**PROVIDED PASSAGE:**
========
Dr Raqib Chowdhury – Key-note speakers’ bios and Keynote abstract of 2021 IGRS

Dr Raqib Chowdhury

Dr Raqib Chowdhury taught English literature at the University of Dhaka (Bangladesh) from 1997 to 2004 as Lecturer and Assistant Professor, and then joined the Monash Faculty of Education upon completing his PhD here in 2008.

He holds a Bachelor’s degree in English, a Master’s degree in English Literature and a Master’s degree in Education (TESOL). In his doctoral thesis he investigated how vested interest groups – such as universities and governments – construct and understand the term ‘international’ to establish the so-called ‘needs’ of international students in Australia and how such understanding is promoted for largely implicit commercial and hegemonic reasons. He is author of Desiring TESOL and International Education: Market Abuse and Exploitation (Multilingual Matters, 2014) and has published widely in the areas of TESOL and ELT, culture and pedagogy, English teacher education, international education, social justice and identity. Raqib has been invited as Keynote Speaker and Visiting Scholar at several international conferences and universities and he delivers seminars and workshops overseas for graduate research students on a regular basis.
========
**TASKS AND EXERCISES:**
[1] Could you reproduce everything in the Chowdhury bio from "Dr Raqib Chowdhury –" down to "here in 2008."?
[2] Answer these from the bio of Dr Raqib Chowdhury:
(a) In which years did he teach English literature at the University of Dhaka?
(b) In what year did he complete his PhD?
(c) Which publisher issued his book on TESOL and international education?
[3] Can you carry the biography of Dr Raqib Chowdhury forward from its last sentence?
========
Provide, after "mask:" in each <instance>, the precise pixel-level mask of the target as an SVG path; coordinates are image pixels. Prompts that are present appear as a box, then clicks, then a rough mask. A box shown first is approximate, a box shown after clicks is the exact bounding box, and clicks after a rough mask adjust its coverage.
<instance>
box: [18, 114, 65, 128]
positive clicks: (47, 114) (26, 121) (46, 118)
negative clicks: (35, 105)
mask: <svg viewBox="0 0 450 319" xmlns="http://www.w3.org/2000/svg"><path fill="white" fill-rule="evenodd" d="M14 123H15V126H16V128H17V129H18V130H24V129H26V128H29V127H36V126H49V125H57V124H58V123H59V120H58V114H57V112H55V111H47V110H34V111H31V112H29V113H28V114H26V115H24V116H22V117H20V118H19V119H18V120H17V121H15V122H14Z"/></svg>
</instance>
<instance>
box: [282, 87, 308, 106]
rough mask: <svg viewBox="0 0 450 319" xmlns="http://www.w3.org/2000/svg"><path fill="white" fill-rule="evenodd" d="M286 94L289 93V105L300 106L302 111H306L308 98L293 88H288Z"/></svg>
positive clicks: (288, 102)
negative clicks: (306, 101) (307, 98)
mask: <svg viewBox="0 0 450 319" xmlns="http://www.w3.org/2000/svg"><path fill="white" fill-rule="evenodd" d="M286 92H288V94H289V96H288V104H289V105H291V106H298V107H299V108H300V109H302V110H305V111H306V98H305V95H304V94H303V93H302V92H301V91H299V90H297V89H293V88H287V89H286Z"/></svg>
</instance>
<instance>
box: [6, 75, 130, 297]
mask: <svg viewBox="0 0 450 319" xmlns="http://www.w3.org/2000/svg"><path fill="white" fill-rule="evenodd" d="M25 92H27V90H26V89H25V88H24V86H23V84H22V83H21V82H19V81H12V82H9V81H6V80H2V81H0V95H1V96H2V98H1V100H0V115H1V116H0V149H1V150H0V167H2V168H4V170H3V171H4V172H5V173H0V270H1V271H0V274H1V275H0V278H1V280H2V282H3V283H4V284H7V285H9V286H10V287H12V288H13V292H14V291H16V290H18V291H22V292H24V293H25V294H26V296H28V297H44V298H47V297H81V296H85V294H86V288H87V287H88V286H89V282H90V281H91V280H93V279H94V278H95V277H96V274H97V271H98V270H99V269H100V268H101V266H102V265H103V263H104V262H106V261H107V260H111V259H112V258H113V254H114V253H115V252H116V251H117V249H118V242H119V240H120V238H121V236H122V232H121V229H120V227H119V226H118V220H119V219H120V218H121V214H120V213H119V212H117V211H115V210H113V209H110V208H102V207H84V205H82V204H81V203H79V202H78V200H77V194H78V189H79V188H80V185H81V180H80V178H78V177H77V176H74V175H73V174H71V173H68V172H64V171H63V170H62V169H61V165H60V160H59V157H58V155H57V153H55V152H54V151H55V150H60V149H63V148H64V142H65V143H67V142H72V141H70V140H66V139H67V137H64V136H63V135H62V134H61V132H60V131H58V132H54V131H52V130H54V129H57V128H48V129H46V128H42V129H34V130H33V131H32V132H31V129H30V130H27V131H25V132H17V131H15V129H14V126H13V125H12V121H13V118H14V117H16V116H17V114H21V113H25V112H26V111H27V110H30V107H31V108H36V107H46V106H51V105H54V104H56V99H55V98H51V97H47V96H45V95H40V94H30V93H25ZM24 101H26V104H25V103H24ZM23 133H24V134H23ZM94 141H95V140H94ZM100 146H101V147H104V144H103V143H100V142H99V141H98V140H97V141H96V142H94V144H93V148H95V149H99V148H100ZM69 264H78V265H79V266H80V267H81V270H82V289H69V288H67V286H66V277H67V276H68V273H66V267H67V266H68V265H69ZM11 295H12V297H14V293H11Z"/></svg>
========
**RESULTS OF THE TASKS:**
[1]
Dr Raqib Chowdhury – Key-note speakers’ bios and Keynote abstract of 2021 IGRS

Dr Raqib Chowdhury

Dr Raqib Chowdhury taught English literature at the University of Dhaka (Bangladesh) from 1997 to 2004 as Lecturer and Assistant Professor, and then joined the Monash Faculty of Education upon completing his PhD here in 2008.

[2]
(a) From 1997 to 2004.
(b) 2008.
(c) Multilingual Matters.

[3]
His recent edited books are Engaging in Educational Research: Revisiting Policy and Practice in Bangladesh (Springer, 2018), Equity, Identity and Social Justice in Asia Pacific Education (Monash University Publishing, 2019)and Transformation and Empowerment through Education: Reconstructing Teaching and Learning (Routledge, 2019). His latest book is The Privatisation of Higher Education in Postcolonial Bangladesh: The Politics of Intervention and Control (Routledge, 2021).

Raqib received two Monash University Vice-Chancellor’s Social Inclusion Awards in 2010 (Winner) and 2011 (Commendation), as well as the Dean’s Award for Programs That Enhance Learning in 2012. In 2003 he won the Dean’s Award for Outstanding Research Publication in the Faculty of Arts, Dhaka University, where he was teaching at the time.

Raqib has supervised 10 PhD students to completion and is currently supervising 11. He is involved in a number of international collaborative projects involving Bangladesh, Indonesia, Vietnam and China on the themes of higher education reform, teacher training and professional development, and research capacity building.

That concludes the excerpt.